Your goal: Reproduce the material verbatim, starting with the line that contains "target: red flag on pole" and continuing through the end of the material.

Material for this exercise:
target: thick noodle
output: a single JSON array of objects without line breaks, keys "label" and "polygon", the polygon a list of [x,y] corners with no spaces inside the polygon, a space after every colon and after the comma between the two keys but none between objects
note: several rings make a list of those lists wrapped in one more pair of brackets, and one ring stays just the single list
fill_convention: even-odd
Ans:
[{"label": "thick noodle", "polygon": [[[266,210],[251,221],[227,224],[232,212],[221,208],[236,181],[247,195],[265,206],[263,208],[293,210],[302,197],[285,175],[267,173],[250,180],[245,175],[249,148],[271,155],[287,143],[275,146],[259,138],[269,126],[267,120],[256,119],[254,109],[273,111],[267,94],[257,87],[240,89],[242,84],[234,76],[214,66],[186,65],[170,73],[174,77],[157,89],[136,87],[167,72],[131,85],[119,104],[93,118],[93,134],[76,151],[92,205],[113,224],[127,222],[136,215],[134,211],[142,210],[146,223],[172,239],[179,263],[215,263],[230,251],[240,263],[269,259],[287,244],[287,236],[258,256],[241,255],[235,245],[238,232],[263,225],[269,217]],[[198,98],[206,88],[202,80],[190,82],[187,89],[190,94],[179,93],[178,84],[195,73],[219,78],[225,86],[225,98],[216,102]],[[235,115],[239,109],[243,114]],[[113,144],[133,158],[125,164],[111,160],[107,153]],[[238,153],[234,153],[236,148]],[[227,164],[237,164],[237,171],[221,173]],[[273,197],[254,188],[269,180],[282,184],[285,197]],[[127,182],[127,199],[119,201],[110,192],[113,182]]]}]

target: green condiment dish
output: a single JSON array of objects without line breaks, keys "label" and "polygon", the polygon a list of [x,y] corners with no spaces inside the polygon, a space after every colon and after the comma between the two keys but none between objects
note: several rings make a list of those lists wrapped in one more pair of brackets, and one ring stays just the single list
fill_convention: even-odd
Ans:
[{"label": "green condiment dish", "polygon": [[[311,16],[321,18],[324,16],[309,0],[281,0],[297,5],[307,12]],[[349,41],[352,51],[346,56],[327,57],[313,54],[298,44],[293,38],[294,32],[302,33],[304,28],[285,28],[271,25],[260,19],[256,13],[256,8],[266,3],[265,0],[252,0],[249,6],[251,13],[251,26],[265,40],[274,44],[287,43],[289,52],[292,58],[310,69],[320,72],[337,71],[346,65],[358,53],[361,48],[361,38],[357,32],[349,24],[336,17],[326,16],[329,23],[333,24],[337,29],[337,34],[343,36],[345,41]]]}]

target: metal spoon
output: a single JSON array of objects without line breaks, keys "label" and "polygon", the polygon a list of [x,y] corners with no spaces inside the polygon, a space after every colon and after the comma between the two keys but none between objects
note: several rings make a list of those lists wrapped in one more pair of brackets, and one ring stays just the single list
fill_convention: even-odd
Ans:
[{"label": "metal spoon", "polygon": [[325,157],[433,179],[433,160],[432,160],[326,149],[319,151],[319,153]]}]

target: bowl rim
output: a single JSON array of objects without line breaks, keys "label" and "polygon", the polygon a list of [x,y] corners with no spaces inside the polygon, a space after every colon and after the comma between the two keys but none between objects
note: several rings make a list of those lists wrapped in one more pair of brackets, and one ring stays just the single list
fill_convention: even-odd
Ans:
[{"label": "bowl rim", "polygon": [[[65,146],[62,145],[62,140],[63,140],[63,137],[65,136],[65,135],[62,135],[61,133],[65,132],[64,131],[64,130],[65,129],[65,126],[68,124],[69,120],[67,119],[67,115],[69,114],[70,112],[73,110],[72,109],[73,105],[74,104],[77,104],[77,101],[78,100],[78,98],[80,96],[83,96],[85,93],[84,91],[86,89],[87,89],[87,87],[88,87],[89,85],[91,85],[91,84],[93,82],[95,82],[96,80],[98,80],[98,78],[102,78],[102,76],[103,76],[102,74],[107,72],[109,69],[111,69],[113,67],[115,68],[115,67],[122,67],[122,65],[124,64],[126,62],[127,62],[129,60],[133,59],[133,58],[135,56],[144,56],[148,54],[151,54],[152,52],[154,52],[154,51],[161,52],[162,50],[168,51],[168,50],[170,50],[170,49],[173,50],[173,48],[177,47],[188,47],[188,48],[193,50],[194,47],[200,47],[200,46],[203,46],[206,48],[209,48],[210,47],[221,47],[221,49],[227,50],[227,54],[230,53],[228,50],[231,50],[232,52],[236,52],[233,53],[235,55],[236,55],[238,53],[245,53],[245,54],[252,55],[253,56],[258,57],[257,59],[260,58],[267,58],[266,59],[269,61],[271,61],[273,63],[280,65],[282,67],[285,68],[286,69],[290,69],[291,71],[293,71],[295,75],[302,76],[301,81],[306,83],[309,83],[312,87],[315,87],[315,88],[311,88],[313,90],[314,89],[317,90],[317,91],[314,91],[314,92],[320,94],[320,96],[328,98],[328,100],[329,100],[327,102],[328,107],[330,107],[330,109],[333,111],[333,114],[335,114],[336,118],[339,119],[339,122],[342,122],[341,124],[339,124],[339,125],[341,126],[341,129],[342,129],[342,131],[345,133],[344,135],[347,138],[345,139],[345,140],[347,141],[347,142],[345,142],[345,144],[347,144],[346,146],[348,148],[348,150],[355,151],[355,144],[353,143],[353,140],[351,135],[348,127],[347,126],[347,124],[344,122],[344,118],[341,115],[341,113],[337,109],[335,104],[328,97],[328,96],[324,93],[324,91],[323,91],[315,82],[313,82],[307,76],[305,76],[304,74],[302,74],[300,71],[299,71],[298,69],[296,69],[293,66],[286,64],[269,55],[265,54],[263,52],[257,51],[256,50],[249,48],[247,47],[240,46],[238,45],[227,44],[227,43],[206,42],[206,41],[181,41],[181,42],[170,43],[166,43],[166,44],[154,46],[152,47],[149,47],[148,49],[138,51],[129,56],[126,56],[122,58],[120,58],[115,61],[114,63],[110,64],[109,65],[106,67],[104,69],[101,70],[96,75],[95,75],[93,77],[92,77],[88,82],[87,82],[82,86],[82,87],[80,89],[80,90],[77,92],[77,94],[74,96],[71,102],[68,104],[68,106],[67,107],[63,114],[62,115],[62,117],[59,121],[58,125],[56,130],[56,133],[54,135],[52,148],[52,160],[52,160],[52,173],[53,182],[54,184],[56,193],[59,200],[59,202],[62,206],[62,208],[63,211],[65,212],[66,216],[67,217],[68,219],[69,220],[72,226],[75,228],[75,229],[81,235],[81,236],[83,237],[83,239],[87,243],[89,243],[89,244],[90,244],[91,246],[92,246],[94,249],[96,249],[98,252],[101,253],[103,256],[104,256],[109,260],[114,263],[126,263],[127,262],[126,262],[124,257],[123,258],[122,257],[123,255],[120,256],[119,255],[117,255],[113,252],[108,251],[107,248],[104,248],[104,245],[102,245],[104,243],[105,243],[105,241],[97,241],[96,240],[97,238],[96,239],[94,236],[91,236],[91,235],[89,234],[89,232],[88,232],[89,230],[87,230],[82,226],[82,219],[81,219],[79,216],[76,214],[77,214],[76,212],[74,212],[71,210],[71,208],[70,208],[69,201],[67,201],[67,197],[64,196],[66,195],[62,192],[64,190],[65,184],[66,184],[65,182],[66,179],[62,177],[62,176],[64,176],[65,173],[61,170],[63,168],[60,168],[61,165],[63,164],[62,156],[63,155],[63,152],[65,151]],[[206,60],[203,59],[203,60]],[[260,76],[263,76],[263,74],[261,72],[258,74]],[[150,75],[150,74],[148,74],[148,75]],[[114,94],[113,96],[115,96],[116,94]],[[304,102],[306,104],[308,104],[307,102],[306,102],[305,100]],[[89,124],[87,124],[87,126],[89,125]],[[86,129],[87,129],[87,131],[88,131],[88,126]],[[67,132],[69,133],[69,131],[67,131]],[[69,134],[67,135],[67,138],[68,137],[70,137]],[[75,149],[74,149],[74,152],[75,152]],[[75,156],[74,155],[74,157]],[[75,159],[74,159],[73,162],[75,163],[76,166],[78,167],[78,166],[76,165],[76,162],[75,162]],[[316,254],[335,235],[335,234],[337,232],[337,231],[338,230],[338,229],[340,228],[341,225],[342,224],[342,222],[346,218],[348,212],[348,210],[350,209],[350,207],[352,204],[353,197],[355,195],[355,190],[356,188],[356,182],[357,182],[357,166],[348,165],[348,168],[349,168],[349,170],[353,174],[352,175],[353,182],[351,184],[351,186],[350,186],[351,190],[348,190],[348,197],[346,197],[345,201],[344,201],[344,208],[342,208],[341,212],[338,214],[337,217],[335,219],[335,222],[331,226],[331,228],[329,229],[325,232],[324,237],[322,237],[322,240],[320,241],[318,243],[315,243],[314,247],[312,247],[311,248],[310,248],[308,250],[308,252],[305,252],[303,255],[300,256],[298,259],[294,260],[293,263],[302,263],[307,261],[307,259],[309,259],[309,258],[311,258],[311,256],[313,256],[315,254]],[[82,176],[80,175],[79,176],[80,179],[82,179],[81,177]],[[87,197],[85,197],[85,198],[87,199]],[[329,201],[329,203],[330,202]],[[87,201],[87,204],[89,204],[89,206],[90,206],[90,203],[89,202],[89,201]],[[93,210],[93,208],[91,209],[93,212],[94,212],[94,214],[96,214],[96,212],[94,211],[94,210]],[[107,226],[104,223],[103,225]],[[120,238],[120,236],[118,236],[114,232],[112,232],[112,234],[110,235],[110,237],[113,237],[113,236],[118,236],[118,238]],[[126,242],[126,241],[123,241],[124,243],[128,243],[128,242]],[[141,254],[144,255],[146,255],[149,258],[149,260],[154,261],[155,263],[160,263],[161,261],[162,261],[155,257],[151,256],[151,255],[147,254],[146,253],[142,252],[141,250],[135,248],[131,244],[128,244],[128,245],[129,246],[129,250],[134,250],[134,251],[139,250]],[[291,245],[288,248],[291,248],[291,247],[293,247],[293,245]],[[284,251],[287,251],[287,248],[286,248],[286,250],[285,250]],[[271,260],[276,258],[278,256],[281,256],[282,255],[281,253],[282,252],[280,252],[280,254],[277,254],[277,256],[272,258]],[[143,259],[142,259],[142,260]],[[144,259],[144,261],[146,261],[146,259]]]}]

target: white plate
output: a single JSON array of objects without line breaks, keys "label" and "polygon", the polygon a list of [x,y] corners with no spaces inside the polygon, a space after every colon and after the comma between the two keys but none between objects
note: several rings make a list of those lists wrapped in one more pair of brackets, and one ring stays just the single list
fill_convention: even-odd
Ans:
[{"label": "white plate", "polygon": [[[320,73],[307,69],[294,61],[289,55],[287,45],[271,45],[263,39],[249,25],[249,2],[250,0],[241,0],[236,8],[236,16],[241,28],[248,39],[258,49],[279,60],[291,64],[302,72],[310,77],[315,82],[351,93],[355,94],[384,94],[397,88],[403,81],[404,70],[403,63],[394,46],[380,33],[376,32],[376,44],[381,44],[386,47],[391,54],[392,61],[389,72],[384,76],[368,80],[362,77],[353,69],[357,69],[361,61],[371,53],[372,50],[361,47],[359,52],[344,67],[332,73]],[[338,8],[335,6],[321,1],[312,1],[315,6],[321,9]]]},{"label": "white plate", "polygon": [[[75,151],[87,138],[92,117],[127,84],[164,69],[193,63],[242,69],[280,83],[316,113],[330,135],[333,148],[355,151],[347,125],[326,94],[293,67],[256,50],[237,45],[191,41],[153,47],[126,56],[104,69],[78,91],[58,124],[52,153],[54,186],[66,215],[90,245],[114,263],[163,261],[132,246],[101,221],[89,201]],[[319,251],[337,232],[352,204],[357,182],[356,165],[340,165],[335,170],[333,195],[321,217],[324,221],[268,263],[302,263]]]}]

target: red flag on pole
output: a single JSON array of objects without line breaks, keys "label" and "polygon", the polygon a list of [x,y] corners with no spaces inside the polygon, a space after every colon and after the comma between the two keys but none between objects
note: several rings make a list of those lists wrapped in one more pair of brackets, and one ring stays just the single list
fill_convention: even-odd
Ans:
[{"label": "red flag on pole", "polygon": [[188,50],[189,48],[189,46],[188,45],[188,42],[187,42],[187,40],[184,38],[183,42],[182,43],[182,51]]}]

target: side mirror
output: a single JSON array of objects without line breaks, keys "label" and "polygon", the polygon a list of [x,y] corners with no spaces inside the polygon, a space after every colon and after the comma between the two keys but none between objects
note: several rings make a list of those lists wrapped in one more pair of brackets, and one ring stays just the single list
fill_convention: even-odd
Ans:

Task output:
target: red flag on pole
output: a single JSON array of objects without line breaks, keys "label" and "polygon", the polygon a list of [x,y] corners with no spaces inside the polygon, a space after every colon and after the comma between the two keys but none between objects
note: several rings make a list of those lists wrapped in one more pair of brackets, and one ring stays just the single list
fill_convention: even-odd
Ans:
[{"label": "red flag on pole", "polygon": [[188,50],[189,48],[189,46],[188,45],[188,42],[187,42],[187,40],[184,38],[183,42],[182,43],[182,51]]}]

target: side mirror
output: a single JSON array of objects without line breaks, keys "label" and "polygon", the polygon a list of [x,y] corners with no spaces inside the polygon, a space after every colon and after the comma between the two keys but none between objects
note: several rings make a list of those lists wrapped in one more pair of brackets, and one ring stays just the single list
fill_convention: even-odd
Ans:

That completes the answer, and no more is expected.